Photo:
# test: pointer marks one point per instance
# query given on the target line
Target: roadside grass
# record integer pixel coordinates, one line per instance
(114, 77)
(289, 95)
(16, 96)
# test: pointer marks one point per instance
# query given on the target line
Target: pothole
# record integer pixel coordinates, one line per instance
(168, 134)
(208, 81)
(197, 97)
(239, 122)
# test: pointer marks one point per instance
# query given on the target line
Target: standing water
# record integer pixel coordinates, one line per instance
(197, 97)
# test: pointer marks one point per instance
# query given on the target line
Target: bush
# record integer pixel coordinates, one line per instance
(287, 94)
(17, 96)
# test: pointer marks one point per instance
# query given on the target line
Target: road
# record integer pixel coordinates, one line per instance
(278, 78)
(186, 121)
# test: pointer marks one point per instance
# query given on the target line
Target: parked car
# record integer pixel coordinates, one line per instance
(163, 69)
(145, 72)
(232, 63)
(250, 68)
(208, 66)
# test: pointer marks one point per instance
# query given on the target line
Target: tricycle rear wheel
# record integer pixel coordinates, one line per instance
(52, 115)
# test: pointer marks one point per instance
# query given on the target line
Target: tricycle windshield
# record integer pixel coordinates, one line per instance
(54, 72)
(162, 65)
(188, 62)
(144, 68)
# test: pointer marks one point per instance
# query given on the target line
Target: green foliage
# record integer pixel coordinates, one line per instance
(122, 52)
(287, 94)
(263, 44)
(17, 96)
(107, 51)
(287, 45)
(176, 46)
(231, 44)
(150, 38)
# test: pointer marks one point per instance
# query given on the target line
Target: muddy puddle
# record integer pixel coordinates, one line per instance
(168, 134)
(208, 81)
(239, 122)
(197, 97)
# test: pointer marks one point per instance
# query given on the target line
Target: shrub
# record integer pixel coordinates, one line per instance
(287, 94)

§ §

▸ **WHAT IS BEING ASKED**: Return every line of the material above that contains the word "tricycle", copying each line in full.

▸ **SOLUTION TO THE PROBLEM**:
Target: tricycle rear wheel
Target: tricycle windshield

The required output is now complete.